DOCUMENT PASSAGE: Begin
New Dietary Guidelines Caution Against Sugar For Babies And Toddlers

new dietary guidelines caution against sugar for babies and toddlers under 2The 2020-2025 Dietary Guidelines For Americans have been released, and the United States advisory panel recommends parents avoid any sugar in their child’s diet for the first two years of their life.

We continue to learn about sugar and its effects on our body, and now the U.S. Dietary Guidelines Advisory Committee has recommended that parents refrain from giving their children sugar in their first 1000 days. The recommendation is made not only to help better their long-term health, but to help shape healthier food choices and taste preferences.

The Committee is giving its nutritional recommendations to the United States Department of Health and Human Services, as well as the United States Department of Agriculture. For the first time ever, the 835 page report addressed recommendations for infants and toddlers up to 2-years-old and noted that sugar was simply not advisable for a child’s first two years.
DOCUMENT PASSAGE: End
INPUT DATA: Begin
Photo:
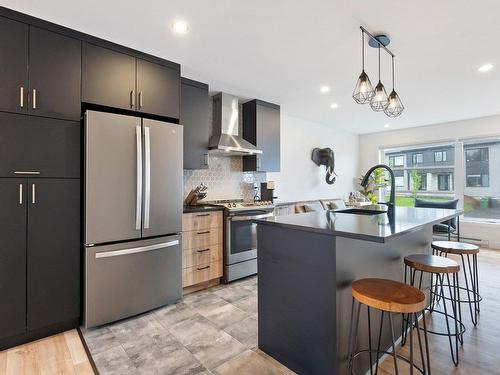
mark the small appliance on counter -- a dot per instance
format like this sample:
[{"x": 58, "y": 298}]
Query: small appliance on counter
[
  {"x": 196, "y": 194},
  {"x": 267, "y": 191}
]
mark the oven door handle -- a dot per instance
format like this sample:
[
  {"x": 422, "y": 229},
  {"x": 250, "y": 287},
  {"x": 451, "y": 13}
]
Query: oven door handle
[{"x": 251, "y": 217}]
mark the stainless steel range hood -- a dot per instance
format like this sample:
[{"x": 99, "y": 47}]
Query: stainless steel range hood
[{"x": 225, "y": 139}]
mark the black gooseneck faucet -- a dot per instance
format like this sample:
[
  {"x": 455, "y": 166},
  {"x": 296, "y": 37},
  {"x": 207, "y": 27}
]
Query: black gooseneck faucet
[{"x": 366, "y": 178}]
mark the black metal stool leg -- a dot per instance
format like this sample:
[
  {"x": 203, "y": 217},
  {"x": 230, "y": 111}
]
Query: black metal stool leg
[
  {"x": 420, "y": 341},
  {"x": 379, "y": 339},
  {"x": 370, "y": 339},
  {"x": 391, "y": 322}
]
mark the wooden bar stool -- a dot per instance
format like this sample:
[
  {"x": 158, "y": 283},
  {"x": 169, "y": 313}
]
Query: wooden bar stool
[
  {"x": 466, "y": 251},
  {"x": 439, "y": 268},
  {"x": 389, "y": 297}
]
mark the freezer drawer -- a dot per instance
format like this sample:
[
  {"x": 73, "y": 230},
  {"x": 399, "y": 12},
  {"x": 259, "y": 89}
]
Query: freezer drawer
[{"x": 126, "y": 279}]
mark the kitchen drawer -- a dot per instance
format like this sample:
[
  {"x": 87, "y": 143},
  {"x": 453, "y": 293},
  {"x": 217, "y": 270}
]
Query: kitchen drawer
[
  {"x": 201, "y": 273},
  {"x": 201, "y": 220},
  {"x": 201, "y": 238},
  {"x": 203, "y": 255}
]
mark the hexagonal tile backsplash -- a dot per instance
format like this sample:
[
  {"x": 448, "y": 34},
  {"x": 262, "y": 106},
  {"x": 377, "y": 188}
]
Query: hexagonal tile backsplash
[{"x": 224, "y": 179}]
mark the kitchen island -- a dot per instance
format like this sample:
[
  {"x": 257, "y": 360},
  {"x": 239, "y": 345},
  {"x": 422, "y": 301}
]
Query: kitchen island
[{"x": 306, "y": 265}]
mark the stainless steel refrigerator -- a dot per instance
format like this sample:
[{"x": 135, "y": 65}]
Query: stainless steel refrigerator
[{"x": 133, "y": 215}]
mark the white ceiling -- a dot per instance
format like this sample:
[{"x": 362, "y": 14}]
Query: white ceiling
[{"x": 283, "y": 50}]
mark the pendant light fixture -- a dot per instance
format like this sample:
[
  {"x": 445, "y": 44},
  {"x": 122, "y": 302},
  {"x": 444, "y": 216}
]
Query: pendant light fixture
[
  {"x": 363, "y": 91},
  {"x": 395, "y": 106},
  {"x": 380, "y": 100}
]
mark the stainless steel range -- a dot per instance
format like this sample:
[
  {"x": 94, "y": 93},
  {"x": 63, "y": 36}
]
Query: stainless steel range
[{"x": 240, "y": 236}]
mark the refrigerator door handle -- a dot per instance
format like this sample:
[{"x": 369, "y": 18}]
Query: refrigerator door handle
[
  {"x": 138, "y": 204},
  {"x": 147, "y": 176},
  {"x": 135, "y": 250}
]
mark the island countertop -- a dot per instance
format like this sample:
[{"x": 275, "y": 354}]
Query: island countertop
[{"x": 377, "y": 228}]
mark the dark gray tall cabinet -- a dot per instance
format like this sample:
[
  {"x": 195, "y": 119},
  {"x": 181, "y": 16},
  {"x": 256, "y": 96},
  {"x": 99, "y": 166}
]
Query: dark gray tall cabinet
[
  {"x": 196, "y": 121},
  {"x": 261, "y": 127}
]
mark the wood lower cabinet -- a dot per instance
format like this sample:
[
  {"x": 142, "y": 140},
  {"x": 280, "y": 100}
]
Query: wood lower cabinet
[{"x": 202, "y": 243}]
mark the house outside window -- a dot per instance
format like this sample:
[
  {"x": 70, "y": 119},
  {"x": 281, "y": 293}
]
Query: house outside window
[
  {"x": 439, "y": 156},
  {"x": 477, "y": 154},
  {"x": 397, "y": 161},
  {"x": 423, "y": 181},
  {"x": 443, "y": 182},
  {"x": 418, "y": 158}
]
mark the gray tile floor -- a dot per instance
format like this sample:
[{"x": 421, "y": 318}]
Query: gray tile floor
[{"x": 210, "y": 332}]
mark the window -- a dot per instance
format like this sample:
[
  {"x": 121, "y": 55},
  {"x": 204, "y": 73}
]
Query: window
[
  {"x": 478, "y": 180},
  {"x": 397, "y": 161},
  {"x": 477, "y": 154},
  {"x": 439, "y": 156},
  {"x": 443, "y": 182},
  {"x": 481, "y": 190},
  {"x": 423, "y": 181},
  {"x": 399, "y": 181},
  {"x": 418, "y": 158}
]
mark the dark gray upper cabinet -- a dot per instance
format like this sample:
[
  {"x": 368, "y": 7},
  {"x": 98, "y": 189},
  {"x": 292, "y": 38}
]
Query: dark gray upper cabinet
[
  {"x": 158, "y": 89},
  {"x": 261, "y": 127},
  {"x": 12, "y": 256},
  {"x": 196, "y": 121},
  {"x": 53, "y": 253},
  {"x": 118, "y": 80},
  {"x": 55, "y": 75},
  {"x": 50, "y": 60},
  {"x": 108, "y": 77},
  {"x": 13, "y": 66},
  {"x": 45, "y": 146}
]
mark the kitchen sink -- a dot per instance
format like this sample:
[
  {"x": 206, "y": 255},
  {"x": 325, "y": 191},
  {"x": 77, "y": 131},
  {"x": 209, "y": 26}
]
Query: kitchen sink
[{"x": 360, "y": 211}]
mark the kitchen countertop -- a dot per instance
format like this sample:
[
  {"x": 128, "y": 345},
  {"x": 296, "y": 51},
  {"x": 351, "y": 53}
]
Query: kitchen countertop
[
  {"x": 377, "y": 228},
  {"x": 202, "y": 208}
]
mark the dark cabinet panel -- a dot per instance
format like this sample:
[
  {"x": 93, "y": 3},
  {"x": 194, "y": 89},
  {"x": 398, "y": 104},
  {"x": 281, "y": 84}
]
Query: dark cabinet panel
[
  {"x": 53, "y": 287},
  {"x": 158, "y": 89},
  {"x": 55, "y": 75},
  {"x": 36, "y": 144},
  {"x": 108, "y": 77},
  {"x": 13, "y": 65},
  {"x": 196, "y": 121},
  {"x": 12, "y": 256},
  {"x": 261, "y": 127}
]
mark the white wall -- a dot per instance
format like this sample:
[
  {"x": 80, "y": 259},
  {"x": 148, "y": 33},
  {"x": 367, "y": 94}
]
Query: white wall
[
  {"x": 300, "y": 178},
  {"x": 370, "y": 144}
]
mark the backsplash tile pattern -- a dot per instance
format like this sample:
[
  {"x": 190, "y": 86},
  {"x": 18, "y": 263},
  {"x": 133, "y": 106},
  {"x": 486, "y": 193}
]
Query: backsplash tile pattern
[{"x": 224, "y": 178}]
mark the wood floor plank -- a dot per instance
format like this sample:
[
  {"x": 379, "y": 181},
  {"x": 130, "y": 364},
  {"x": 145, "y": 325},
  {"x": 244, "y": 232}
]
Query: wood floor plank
[{"x": 59, "y": 354}]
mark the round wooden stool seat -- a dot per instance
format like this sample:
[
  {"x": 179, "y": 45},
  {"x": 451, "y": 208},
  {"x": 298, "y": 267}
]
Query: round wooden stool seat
[
  {"x": 455, "y": 247},
  {"x": 432, "y": 263},
  {"x": 388, "y": 295}
]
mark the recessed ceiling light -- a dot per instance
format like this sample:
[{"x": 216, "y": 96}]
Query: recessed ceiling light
[
  {"x": 485, "y": 68},
  {"x": 180, "y": 27}
]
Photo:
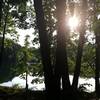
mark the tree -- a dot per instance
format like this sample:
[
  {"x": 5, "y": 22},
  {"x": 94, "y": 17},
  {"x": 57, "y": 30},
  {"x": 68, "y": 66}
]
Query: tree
[
  {"x": 44, "y": 47},
  {"x": 61, "y": 67},
  {"x": 80, "y": 44}
]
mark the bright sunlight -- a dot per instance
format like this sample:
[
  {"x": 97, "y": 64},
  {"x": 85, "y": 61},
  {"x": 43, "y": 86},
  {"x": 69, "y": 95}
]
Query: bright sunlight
[{"x": 73, "y": 23}]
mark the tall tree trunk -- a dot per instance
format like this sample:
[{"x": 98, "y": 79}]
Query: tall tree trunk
[
  {"x": 97, "y": 34},
  {"x": 97, "y": 71},
  {"x": 61, "y": 68},
  {"x": 3, "y": 37},
  {"x": 44, "y": 47},
  {"x": 1, "y": 6},
  {"x": 80, "y": 45}
]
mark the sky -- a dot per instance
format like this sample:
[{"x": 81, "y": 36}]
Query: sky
[{"x": 23, "y": 33}]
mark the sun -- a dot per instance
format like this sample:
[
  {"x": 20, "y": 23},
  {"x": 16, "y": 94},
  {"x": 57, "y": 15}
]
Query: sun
[{"x": 73, "y": 23}]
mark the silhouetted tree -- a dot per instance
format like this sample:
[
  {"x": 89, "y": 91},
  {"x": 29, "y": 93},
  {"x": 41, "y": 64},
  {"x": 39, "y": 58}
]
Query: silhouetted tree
[{"x": 82, "y": 31}]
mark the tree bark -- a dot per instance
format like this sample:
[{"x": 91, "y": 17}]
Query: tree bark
[
  {"x": 61, "y": 68},
  {"x": 80, "y": 45},
  {"x": 3, "y": 37},
  {"x": 44, "y": 47}
]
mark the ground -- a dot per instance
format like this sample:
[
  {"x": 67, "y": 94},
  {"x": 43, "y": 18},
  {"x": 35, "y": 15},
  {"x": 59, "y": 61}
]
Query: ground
[{"x": 20, "y": 94}]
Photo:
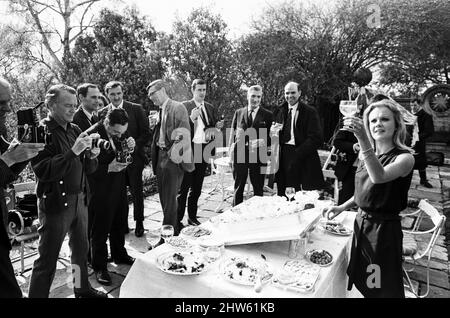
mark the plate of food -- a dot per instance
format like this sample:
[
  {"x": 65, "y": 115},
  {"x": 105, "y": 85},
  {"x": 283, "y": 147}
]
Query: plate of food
[
  {"x": 297, "y": 275},
  {"x": 246, "y": 270},
  {"x": 336, "y": 228},
  {"x": 320, "y": 257},
  {"x": 178, "y": 242},
  {"x": 194, "y": 232},
  {"x": 182, "y": 263}
]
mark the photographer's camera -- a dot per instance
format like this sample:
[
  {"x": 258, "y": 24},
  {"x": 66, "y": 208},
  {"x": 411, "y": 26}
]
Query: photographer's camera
[
  {"x": 125, "y": 154},
  {"x": 101, "y": 143},
  {"x": 29, "y": 130}
]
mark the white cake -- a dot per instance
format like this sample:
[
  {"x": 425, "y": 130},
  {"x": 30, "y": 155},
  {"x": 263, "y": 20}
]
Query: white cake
[{"x": 261, "y": 219}]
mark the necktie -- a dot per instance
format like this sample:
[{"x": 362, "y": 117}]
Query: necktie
[
  {"x": 287, "y": 127},
  {"x": 161, "y": 130},
  {"x": 250, "y": 118}
]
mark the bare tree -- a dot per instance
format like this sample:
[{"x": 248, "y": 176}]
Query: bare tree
[{"x": 56, "y": 24}]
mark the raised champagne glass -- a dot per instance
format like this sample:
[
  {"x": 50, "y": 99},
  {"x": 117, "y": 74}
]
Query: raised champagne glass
[{"x": 348, "y": 108}]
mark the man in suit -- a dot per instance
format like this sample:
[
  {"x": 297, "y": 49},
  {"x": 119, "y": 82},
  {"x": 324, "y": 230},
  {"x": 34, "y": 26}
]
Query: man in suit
[
  {"x": 300, "y": 138},
  {"x": 12, "y": 162},
  {"x": 109, "y": 196},
  {"x": 88, "y": 95},
  {"x": 249, "y": 144},
  {"x": 138, "y": 129},
  {"x": 205, "y": 123},
  {"x": 171, "y": 150}
]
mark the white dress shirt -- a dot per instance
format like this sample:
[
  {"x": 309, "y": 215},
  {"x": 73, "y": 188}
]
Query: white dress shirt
[
  {"x": 255, "y": 111},
  {"x": 120, "y": 105},
  {"x": 199, "y": 134},
  {"x": 162, "y": 139}
]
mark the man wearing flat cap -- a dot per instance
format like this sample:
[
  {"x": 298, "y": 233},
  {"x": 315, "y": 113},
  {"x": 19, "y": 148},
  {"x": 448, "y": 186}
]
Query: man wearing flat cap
[{"x": 171, "y": 149}]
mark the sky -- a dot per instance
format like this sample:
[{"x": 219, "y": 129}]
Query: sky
[{"x": 237, "y": 14}]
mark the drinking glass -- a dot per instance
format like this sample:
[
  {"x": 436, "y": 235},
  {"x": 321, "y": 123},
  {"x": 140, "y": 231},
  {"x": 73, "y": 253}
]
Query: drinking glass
[
  {"x": 348, "y": 108},
  {"x": 290, "y": 193},
  {"x": 213, "y": 253},
  {"x": 153, "y": 118},
  {"x": 167, "y": 232}
]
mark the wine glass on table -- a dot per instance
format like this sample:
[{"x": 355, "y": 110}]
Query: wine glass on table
[
  {"x": 290, "y": 193},
  {"x": 348, "y": 108},
  {"x": 167, "y": 232}
]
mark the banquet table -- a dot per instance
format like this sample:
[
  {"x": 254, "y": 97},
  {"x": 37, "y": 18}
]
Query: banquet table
[{"x": 146, "y": 280}]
INPUT DATA: End
▶ DIRECTIONS FOR THIS TASK: According to the dietary guidelines article, why does the advisory committee recommend that parents not give their children sugar in the first two years of life?

▶ WRITTEN SOLUTION: The recommendation aims to improve children's long-term health. It also aims to help shape healthier food choices and taste preferences.